— BEGIN SOURCE EXCERPT —

Although the minority view depends on a strict interpretation of the Code, the holding in Lowenschuss takes the analysis a step further. In fact, the Ninth Circuit holding in Lowenschuss provides the strongest support for denying confirmation of plans that include non-debtor releases and injunctions intended to protect third parties. In Lowenschuss, the debtor's plan contained a global release for the debtor, the debtor's children, the debtor's professional corporation and the pension plan for the debtor's professional corporation, as well as a release of all liens against certain trusts, custodian accounts and the pension plan, and a satisfaction of all outstanding judgments, executions and levies against released persons and their affiliates. Lowenschuss, 67 F.3d at 1401.
The Lowenschuss court rejected the debtor's argument that the global release was appropriate. The court first noted that bankruptcy courts lack the power to confirm plans of reorganization that do not comply with applicable Code provisions as required by 11 U.S.C. §1129(a)(1). The court then noted that the plain language of §524(e) does not provide for the release of third parties from liability and the inclusion of such releases is inconsistent with the Code. This interpretation, it stated, was consistent with a long line of Ninth Circuit law that holds that §524(e) precludes a bankruptcy court from discharging liabilities of non-debtors. Lowenschuss, 67 F.3d at 1401-02, citing American Hardwoods Inc. v. Deutsche Credit Corp. (In re American Hardwoods Inc.), 885 F.2d 621, 626 (9th Cir. 1989); Underhill v. Roay, 769 F.2d 1426, 1432 (9th Cir. 1985); Commercial Wholesalers Inc. v. Investors Commercial Corp., 172 F.2d 800, 801 (9th Cir. 1949).

— END SOURCE EXCERPT —

TO BE DONE:
(1) According to the Lowenschuss excerpt, which provision requires that plans of reorganization comply with applicable Code provisions?
(2) List every party that the debtor's global release in the Lowenschuss excerpt covered.
(3) Carry on the Lowenschuss excerpt from its final sentence.
The records that come next have no connection to the Lowenschuss excerpt.

— BEGIN EXTRACTED ENTRIES —

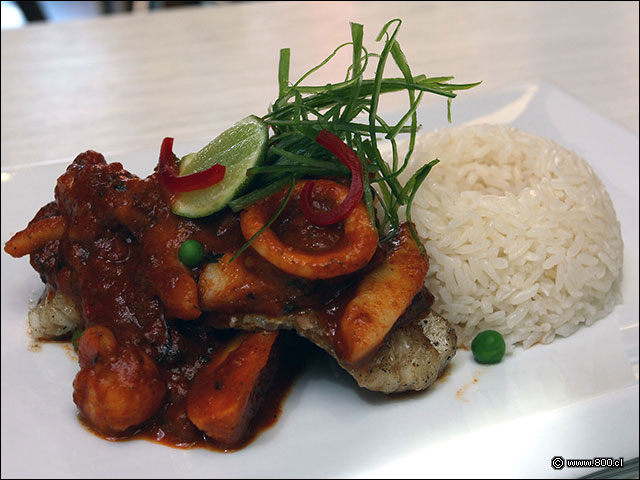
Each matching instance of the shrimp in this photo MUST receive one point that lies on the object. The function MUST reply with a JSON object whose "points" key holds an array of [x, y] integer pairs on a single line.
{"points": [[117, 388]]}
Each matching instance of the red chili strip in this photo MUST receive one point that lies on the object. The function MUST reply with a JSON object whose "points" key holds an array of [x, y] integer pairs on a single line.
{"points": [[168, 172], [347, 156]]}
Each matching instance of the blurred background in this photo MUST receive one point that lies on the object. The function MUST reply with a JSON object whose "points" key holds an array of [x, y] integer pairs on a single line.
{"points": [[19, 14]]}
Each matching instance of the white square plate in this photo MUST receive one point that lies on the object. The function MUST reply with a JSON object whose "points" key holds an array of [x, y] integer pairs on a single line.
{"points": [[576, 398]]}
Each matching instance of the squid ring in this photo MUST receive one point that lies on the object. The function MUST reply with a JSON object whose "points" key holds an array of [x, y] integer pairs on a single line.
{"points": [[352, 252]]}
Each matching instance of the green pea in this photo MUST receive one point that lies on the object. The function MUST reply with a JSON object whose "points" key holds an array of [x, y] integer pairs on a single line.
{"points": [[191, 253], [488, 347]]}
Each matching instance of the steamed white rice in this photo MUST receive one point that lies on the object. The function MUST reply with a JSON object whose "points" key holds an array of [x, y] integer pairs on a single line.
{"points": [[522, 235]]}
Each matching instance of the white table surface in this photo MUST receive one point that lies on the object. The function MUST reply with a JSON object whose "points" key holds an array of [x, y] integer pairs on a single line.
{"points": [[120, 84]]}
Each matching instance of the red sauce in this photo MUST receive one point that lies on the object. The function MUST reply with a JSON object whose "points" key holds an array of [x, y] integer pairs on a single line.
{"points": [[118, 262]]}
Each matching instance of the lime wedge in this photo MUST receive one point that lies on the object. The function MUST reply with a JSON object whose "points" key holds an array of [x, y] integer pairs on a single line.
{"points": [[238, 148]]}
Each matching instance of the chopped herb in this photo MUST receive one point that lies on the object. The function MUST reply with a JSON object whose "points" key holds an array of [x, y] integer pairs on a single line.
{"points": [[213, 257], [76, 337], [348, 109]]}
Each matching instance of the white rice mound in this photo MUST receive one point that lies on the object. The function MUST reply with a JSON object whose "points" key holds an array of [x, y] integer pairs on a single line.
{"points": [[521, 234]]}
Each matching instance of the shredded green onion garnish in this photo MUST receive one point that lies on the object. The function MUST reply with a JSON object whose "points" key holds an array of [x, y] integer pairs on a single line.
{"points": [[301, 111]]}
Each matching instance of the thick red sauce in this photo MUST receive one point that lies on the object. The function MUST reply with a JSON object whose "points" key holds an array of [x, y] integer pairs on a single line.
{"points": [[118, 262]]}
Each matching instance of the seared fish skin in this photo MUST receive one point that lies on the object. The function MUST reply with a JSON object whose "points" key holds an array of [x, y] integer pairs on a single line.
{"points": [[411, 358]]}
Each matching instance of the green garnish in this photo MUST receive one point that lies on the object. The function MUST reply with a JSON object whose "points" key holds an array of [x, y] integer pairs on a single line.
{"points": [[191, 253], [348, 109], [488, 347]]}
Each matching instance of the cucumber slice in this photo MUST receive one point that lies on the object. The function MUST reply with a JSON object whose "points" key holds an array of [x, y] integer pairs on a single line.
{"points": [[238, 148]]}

— END EXTRACTED ENTRIES —

REPLIES:
(1) 11 U.S.C. §1129(a)(1)

(2)
- the debtor
- the debtor's children
- the debtor's professional corporation
- the pension plan for the debtor's professional corporation

(3)
The court rejected the notion that the general equitable powers bestowed upon a bankruptcy court under §105(a) permits a court to approve such releases. The court noted that this argument was specifically rejected in its holding in American Hardwoods. See American Hardwoods, 885 F.2d at 625-26. Section 105, the court held, "does not authorize relief inconsistent with more specific law...[and] the specific provision of §524 displaces the court's equitable powers under §105 to order the permanent relief [against the non-debtor] sought by [the debtor]." Lowenschuss, 67 F.3d at 1402, citing American Hardwoods, 885 F.2d at 625-26.
The strong support for the court's decision comes from the court's inclusion of an analysis of the 1994 amendments to the Bankruptcy Code and the resulting addition of §524(g). Under this provision, bankruptcy courts are permitted to issue injunctions against third parties to prevent litigation in asbestos cases where certain conditions are satisfied. The Lowenschuss court stated that "[t]he numerous conditions of §524(g) make it clear that this subsection constitutes a narrow rule specifically designed to apply in asbestos cases only.... That Congress provided explicit authority to bankruptcy courts to issue injunctions in favor of third parties in an extremely limited class of cases reinforces the conclusion that §524(e) denies such authority in other non-asbestos cases." Lowenschuss, 67 F.3d 1402, n.6.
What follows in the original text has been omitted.